Set problem |
Scale the point coordinates in the stretch of records from the line containing "Practice. Put a dot on the ford oval" through the end of the records, both ends included. Reproduce only these lines, leaving the requests unchanged and multiplying each coordinate by 0.55, rounded to a whole number with halves rounded up.
-=-=-
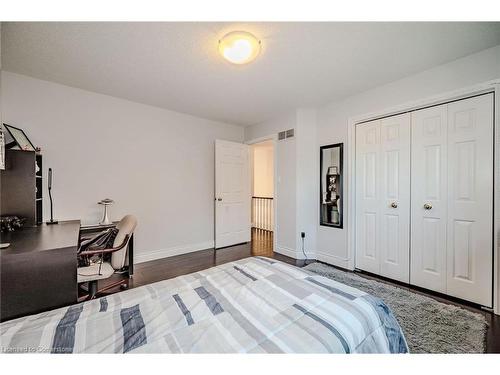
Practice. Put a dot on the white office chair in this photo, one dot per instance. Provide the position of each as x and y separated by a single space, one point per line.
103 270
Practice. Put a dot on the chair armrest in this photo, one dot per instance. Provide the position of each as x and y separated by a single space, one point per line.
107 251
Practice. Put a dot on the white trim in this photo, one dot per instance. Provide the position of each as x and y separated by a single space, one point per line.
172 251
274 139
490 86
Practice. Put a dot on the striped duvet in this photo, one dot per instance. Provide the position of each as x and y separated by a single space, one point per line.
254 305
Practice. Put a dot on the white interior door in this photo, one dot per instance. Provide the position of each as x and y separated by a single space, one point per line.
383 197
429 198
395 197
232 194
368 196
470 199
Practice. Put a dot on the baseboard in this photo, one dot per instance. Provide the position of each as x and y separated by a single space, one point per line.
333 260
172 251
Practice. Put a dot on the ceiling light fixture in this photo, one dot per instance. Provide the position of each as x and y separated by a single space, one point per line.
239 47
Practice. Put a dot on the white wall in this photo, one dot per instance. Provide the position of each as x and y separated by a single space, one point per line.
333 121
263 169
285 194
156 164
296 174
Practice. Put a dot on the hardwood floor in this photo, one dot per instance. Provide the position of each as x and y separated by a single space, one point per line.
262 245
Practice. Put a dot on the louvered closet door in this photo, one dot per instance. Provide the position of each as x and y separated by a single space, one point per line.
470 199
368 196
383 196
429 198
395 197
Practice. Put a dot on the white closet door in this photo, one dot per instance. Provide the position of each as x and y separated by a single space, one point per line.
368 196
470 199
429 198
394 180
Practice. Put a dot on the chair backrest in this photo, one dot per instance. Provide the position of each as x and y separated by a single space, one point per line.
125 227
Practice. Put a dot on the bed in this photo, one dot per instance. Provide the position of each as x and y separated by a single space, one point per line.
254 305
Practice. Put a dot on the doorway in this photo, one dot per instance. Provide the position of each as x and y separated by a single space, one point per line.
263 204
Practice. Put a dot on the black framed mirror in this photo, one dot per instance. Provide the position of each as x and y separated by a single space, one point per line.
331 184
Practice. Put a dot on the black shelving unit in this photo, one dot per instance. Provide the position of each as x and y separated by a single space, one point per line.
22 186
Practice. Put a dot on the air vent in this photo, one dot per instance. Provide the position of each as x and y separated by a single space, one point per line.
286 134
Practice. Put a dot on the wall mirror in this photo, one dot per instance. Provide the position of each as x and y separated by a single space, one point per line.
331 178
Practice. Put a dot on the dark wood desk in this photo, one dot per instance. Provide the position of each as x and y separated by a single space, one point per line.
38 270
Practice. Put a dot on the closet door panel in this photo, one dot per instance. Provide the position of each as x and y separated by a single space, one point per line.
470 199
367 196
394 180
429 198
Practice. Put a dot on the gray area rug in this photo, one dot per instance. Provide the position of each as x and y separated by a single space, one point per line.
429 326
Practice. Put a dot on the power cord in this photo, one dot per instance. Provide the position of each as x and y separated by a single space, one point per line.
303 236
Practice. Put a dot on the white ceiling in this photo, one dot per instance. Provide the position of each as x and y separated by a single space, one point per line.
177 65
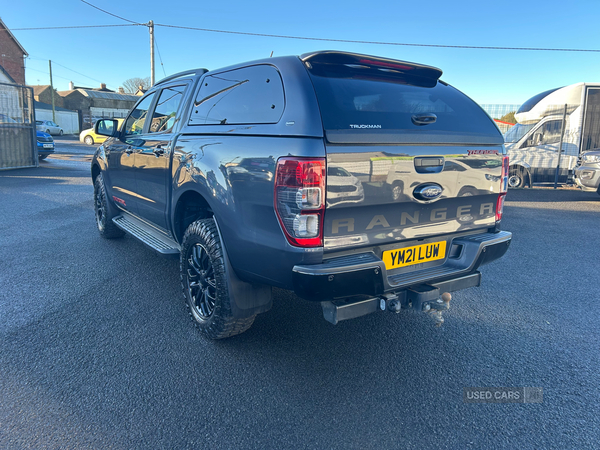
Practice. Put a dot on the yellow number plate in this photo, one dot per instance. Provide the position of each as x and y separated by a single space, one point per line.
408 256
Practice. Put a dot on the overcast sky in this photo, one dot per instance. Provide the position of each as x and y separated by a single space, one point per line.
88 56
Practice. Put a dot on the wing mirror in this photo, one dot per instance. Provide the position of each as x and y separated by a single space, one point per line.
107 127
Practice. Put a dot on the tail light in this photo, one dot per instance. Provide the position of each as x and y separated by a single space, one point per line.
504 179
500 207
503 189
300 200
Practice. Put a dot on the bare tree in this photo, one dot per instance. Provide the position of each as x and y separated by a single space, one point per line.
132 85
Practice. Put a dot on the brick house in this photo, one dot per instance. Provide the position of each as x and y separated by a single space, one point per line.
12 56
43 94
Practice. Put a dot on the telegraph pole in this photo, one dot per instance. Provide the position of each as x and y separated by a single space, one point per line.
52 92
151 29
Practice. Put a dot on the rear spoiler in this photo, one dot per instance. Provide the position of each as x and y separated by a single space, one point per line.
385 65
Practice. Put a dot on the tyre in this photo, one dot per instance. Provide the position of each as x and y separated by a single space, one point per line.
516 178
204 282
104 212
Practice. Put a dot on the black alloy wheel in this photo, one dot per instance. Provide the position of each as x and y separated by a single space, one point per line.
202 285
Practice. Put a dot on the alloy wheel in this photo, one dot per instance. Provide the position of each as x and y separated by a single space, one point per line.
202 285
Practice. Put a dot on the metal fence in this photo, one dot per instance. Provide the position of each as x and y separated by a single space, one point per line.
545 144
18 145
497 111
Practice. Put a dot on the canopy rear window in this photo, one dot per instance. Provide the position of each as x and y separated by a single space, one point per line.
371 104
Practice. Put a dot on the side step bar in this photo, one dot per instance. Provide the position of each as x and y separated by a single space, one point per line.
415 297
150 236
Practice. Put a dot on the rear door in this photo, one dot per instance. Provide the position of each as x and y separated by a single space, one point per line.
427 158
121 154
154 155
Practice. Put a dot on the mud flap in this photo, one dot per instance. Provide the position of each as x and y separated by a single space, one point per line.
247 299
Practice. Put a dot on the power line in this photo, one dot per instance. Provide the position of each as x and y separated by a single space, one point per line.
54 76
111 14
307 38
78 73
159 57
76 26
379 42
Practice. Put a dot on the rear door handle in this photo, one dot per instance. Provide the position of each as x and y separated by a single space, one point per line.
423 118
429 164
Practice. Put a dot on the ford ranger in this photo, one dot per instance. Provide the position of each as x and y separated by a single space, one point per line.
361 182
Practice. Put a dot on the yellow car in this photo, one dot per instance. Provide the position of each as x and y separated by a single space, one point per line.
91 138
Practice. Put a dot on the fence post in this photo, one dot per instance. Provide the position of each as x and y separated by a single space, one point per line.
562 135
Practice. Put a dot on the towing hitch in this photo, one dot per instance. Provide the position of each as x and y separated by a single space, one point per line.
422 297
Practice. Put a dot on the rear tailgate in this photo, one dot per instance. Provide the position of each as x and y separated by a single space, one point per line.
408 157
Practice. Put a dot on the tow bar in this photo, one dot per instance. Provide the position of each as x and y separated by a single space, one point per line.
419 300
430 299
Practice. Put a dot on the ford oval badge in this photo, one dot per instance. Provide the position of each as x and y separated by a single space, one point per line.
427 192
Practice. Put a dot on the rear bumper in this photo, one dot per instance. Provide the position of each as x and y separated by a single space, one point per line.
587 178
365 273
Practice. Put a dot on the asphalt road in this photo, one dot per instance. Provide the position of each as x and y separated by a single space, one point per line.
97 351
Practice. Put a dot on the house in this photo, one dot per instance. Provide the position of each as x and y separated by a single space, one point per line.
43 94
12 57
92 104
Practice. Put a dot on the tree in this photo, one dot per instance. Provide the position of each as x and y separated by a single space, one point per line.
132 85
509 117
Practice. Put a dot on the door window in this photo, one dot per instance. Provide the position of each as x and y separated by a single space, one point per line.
-=-=-
Reply to the task |
Practice. Put a dot on the ford oval badge in this photo, one dot per instance. Provide the position of each as x and y separated by a single space, one point per line.
235 106
Practice. Put a dot on the rear bumper in this photo, one dot per instance. Provide the position of each as x and y separated by a single space, one point per line.
323 98
201 150
Practice. Put a dot on the asphalt road in this photo, one dot per instance. Provide the position of each as x and y separated by a single space, one point per line.
53 193
Practice. Put a dot on the house in this photo, one dot per instance. Provide the position of each as x and y separated by a single space, one point per line.
24 52
7 31
51 57
Practice. Put a dot on the tree in this photo, one dot per instance. Provide the position of each as x and y separated by a single space, one point per line.
73 47
280 64
Practice. Put a dot on the door window in this photo, one dot per instance. Provide the position of each as x and y separated by a single space, one point per line.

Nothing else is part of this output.